# Source document:
This repository contains official code for Multi-modal Deepfake Detection and Localization with FPN-Transformer for IJCAI2025 Workshop on Deepfake Detection, Localization, and Interpretability.
Our codebase requires the following Python:
- Python == 3.11.11
You can set up the environment by following these steps:
-
Install the necessary libraries:
pip install -r requirements.txt
-
Part of NMS is implemented in C++. The code can be compiled by:
cd ./libs/utils python setup.py install --user cd ../..
If you encounter an error:
libstdc++.so.6: version GLIBCXX_3.4.32 not found, you can try to fix it by running (for ubuntu):rm $CONDA_PREFIX/lib/libstdc++.so.6 ln -s /usr/lib/x86_64-linux-gnu/libstdc++.so.6 $CONDA_PREFIX/lib/
-
Download the pre-trained weights of CLIP and XCLIP by:
cd .weights bash hfd.sh openai/clip-vit-base-patch16 --tool wget bash hfd.sh microsoft/xclip-base-patch16 --tool wget cd ..
If you failed to connect, you can modify the
export HF_ENDPOINT="https://hf-mirror.com"inhfd.sh.
-
Download DDL-AV training set. After extraction, rename the folder to
.dataset. You can refer to the following structure:.dataset ├── train_data ├── train_metadata_workshop ├── val_data └── val_metadata_workshop -
Download DDL-AV test Set. After extraction, rename the folder to
.dataset_test. You can refer to the following structure:.dataset_test ├── xxxx.mp4 │ .. │ ..
The pre-trained model weights of our method are provided as ./ckpt/ijcai25audio-wavLM/epoch_003.pth.tar and ./ckpt/ijcai25video-CLIP16/epoch_003.pth.tar.
-
After preparing the dataset, you can train the model with the following command.
-
For audio model (default configuration):
python train-audio.py
-
For video model (default configuration):
python train-video.py
-
-
You can get and modify the detailed training parameters through
./configs_train/ijcai25audio-wavLM.yamland./configs_train/ijcai25video-CLIP16.yaml.
-
First, evaluate the audio and video model by running the following command.
-
For audio model (default configuration and model weights):
python test-audio.py
-
For video model (default configuration and model weights):
python test-video.py
After these, the unimodal results will be saved in
./results/. -
-
Then, get the final results by running:
python combine_results.py
After this, the final prediction results will be saved in
./prediction/. -
You can get and modify the detailed test parameters through
./configs_test/ijcai25audio-wavLM.yamland./configs_test/ijcai25video-CLIP16.yaml.
Please refer to Technical-Documentation.PDF in our submitted materials, which includes detailed information about model architecture and implement details.

# Given entries:
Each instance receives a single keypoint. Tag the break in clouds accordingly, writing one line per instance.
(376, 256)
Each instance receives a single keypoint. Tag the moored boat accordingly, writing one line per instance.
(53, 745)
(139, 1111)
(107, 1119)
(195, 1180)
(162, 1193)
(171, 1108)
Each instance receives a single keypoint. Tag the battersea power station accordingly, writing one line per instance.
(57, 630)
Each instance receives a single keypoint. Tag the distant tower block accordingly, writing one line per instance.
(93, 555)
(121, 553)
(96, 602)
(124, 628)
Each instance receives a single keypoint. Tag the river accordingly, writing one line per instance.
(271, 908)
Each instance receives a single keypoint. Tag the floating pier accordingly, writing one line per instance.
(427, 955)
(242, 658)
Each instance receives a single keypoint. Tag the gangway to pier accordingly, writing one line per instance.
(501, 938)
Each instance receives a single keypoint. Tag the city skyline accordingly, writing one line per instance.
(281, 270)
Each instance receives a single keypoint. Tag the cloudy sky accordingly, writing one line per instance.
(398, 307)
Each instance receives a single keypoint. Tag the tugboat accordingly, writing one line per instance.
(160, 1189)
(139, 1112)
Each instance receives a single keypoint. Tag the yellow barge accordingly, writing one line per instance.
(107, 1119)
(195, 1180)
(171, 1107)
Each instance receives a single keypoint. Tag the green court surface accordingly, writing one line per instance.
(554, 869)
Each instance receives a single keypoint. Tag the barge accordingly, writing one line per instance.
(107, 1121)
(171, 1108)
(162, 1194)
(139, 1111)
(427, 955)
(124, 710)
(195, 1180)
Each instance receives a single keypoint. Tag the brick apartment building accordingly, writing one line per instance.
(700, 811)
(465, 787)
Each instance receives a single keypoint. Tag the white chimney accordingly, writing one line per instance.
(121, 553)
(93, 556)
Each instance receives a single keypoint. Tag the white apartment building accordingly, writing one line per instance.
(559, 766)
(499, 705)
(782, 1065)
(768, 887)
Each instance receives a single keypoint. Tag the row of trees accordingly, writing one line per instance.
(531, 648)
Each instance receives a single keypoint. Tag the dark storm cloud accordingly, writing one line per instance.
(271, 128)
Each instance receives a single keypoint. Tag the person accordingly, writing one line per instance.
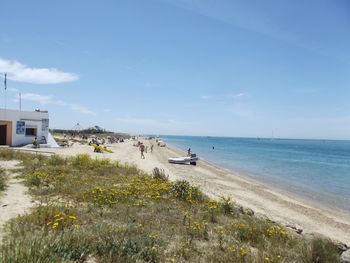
(142, 149)
(35, 142)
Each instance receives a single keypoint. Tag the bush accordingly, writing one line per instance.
(2, 180)
(159, 173)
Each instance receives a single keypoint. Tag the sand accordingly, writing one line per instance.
(216, 182)
(14, 201)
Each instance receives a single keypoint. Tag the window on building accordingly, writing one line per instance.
(31, 132)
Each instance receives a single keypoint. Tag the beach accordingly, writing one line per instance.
(215, 182)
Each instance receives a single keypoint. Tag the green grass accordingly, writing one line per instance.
(114, 212)
(2, 180)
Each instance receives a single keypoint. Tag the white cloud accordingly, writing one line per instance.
(36, 98)
(153, 122)
(206, 97)
(17, 71)
(49, 99)
(81, 109)
(241, 94)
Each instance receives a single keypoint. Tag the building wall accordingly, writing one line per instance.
(8, 131)
(30, 119)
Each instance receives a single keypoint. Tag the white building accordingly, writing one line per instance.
(21, 127)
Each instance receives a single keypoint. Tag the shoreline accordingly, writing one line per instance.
(276, 188)
(217, 181)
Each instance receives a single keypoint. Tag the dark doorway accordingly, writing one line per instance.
(3, 134)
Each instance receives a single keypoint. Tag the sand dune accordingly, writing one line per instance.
(216, 182)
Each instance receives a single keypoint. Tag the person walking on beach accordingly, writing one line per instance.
(142, 149)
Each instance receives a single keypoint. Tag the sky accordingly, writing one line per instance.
(246, 68)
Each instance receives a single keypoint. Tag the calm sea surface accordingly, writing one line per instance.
(316, 170)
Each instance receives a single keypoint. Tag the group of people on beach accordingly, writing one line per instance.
(143, 149)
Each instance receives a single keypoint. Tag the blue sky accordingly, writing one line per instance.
(192, 67)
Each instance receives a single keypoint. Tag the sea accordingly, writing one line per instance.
(310, 170)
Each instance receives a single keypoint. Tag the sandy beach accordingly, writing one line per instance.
(216, 182)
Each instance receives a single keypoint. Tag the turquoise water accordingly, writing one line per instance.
(316, 170)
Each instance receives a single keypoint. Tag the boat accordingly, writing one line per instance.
(184, 160)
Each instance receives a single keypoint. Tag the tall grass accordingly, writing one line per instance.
(2, 180)
(117, 213)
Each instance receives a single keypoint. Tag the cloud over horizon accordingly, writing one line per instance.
(49, 99)
(17, 71)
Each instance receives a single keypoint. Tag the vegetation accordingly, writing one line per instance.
(2, 180)
(113, 212)
(95, 130)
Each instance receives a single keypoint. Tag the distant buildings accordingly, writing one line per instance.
(21, 127)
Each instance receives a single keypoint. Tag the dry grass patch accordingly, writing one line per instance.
(117, 213)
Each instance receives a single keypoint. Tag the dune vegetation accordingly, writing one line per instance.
(97, 210)
(2, 180)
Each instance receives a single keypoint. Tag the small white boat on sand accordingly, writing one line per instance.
(184, 160)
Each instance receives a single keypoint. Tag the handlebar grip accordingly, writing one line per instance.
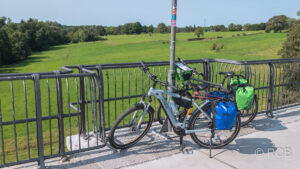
(144, 67)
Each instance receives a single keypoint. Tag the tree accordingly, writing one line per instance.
(2, 21)
(199, 31)
(100, 30)
(291, 22)
(161, 28)
(19, 46)
(5, 48)
(151, 29)
(291, 48)
(231, 27)
(137, 28)
(277, 23)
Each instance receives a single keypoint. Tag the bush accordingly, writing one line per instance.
(221, 46)
(213, 46)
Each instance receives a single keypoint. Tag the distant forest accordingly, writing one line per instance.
(19, 40)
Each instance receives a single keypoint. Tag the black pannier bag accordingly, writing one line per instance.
(183, 102)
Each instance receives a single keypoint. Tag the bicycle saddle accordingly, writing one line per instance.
(227, 73)
(200, 86)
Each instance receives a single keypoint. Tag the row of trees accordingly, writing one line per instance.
(18, 40)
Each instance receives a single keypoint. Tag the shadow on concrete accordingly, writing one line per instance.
(256, 146)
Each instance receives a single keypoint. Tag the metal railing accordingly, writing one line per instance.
(45, 111)
(52, 114)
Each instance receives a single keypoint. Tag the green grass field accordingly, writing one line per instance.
(117, 49)
(133, 48)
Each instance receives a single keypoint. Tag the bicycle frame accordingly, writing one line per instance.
(158, 93)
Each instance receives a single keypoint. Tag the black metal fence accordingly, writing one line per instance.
(52, 114)
(42, 115)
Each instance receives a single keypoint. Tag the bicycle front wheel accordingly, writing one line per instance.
(221, 137)
(130, 127)
(248, 115)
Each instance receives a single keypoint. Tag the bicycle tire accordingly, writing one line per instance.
(160, 119)
(111, 137)
(213, 145)
(249, 118)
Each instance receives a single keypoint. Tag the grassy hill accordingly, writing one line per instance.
(117, 49)
(133, 48)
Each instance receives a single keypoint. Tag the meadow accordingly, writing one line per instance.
(256, 45)
(134, 48)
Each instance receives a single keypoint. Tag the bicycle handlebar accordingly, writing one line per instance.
(220, 86)
(194, 70)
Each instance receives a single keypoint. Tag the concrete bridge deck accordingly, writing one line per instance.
(266, 143)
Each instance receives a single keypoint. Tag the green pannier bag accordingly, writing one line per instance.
(244, 93)
(183, 72)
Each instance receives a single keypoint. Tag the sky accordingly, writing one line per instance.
(116, 12)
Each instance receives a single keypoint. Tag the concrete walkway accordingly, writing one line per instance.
(278, 147)
(266, 143)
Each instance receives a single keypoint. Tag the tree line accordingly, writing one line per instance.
(19, 40)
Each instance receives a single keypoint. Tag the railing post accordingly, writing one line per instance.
(60, 113)
(101, 102)
(247, 72)
(39, 127)
(207, 71)
(271, 91)
(82, 105)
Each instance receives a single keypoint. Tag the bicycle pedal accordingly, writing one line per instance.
(181, 147)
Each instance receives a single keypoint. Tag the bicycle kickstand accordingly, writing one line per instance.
(210, 146)
(181, 147)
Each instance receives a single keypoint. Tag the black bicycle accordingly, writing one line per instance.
(246, 115)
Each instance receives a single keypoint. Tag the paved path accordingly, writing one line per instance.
(266, 143)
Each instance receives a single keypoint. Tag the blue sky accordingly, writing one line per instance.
(116, 12)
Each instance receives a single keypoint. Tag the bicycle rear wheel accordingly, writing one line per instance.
(248, 115)
(221, 138)
(130, 127)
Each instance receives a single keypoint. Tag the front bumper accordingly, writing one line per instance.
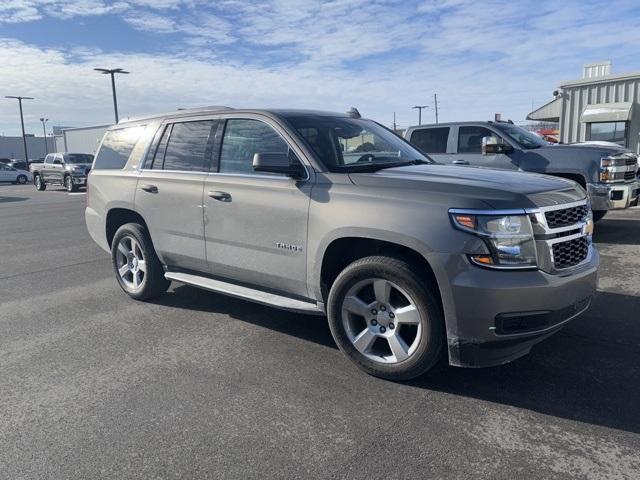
(605, 196)
(500, 315)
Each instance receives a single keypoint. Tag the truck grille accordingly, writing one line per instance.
(570, 253)
(565, 216)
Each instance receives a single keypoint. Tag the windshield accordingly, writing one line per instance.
(349, 144)
(78, 158)
(525, 138)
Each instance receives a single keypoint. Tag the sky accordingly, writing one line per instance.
(381, 56)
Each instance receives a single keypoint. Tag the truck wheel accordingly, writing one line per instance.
(40, 185)
(384, 319)
(137, 267)
(68, 184)
(599, 215)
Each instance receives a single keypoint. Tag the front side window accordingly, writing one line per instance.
(116, 148)
(431, 140)
(242, 139)
(615, 132)
(470, 139)
(350, 144)
(188, 147)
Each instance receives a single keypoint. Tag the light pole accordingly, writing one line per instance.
(44, 134)
(419, 108)
(112, 72)
(24, 138)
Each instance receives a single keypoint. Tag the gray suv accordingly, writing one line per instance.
(335, 215)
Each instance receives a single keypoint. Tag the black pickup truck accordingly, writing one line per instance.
(68, 169)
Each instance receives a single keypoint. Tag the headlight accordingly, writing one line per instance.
(508, 237)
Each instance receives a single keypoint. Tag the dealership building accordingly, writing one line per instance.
(598, 107)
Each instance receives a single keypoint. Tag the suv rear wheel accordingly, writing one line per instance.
(384, 319)
(136, 264)
(39, 183)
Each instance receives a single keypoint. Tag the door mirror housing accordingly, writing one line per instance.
(490, 146)
(281, 163)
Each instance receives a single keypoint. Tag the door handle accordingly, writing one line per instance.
(149, 188)
(222, 196)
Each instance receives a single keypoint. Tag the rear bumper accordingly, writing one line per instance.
(500, 315)
(613, 196)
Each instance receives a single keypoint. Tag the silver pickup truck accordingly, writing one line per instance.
(332, 214)
(67, 169)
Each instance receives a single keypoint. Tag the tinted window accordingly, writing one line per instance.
(189, 146)
(431, 140)
(242, 140)
(470, 139)
(116, 148)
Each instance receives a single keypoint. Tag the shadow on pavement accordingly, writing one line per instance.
(588, 372)
(615, 231)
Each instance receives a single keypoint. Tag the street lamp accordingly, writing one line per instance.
(44, 134)
(419, 108)
(24, 138)
(112, 72)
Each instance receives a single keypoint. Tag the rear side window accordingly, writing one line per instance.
(186, 146)
(431, 140)
(116, 148)
(470, 139)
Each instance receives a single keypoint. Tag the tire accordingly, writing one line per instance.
(135, 263)
(68, 184)
(599, 215)
(365, 305)
(39, 183)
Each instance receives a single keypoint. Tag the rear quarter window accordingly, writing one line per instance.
(117, 147)
(431, 140)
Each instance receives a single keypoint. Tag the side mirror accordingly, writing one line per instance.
(278, 163)
(490, 146)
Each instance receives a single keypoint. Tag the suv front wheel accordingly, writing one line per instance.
(385, 319)
(137, 267)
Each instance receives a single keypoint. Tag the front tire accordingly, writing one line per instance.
(385, 319)
(136, 265)
(39, 183)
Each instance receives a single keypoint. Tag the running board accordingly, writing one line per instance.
(245, 293)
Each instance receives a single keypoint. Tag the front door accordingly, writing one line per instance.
(469, 149)
(256, 223)
(169, 192)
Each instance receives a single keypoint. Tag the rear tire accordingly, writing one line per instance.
(386, 319)
(599, 215)
(136, 265)
(39, 183)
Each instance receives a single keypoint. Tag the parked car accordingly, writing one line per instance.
(14, 175)
(68, 169)
(408, 259)
(607, 173)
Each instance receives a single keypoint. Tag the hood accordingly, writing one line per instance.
(500, 189)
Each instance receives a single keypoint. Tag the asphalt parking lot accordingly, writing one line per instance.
(198, 385)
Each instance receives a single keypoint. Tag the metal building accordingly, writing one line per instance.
(598, 107)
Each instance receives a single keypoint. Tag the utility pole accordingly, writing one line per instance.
(24, 138)
(112, 72)
(435, 102)
(419, 108)
(44, 134)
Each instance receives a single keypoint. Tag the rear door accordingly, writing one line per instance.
(434, 141)
(468, 143)
(255, 222)
(170, 188)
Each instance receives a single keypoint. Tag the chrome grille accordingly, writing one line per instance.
(570, 253)
(565, 216)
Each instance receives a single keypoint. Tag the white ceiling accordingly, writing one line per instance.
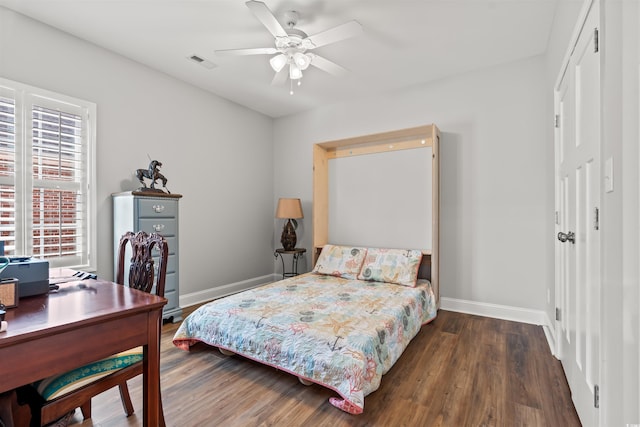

# Instructions:
1. Based on the deepfake detection readme, mark each statement (a), (b), (c) yes or no, and give the words from the readme that settle it, quoted exactly: (a) the code requires Python 3.11.11; (b) part of NMS is written in Java; (c) the CLIP and XCLIP weights are downloaded with curl.
2. In the deepfake detection readme, what command gives the final results after the audio and video models have been evaluated?
3. Write out the part of the deepfake detection readme from "If you encounter" to "xxxx.mp4 │ .. │ ..".
The listing has nothing to do with the deepfake detection readme.

# Answer section:
1.
(a) Yes: "Python == 3.11.11"
(b) No: "Part of NMS is implemented in C++."
(c) No: "bash hfd.sh openai/clip-vit-base-patch16 --tool wget"

2. python combine_results.py

3.
If you encounter an error:
libstdc++.so.6: version GLIBCXX_3.4.32 not found, you can try to fix it by running (for ubuntu):rm $CONDA_PREFIX/lib/libstdc++.so.6 ln -s /usr/lib/x86_64-linux-gnu/libstdc++.so.6 $CONDA_PREFIX/lib/
-
Download the pre-trained weights of CLIP and XCLIP by:
cd .weights bash hfd.sh openai/clip-vit-base-patch16 --tool wget bash hfd.sh microsoft/xclip-base-patch16 --tool wget cd ..
If you failed to connect, you can modify the
export HF_ENDPOINT="https://hf-mirror.com"inhfd.sh.
-
Download DDL-AV training set. After extraction, rename the folder to
.dataset. You can refer to the following structure:.dataset ├── train_data ├── train_metadata_workshop ├── val_data └── val_metadata_workshop -
Download DDL-AV test Set. After extraction, rename the folder to
.dataset_test. You can refer to the following structure:.dataset_test ├── xxxx.mp4 │ .. │ ..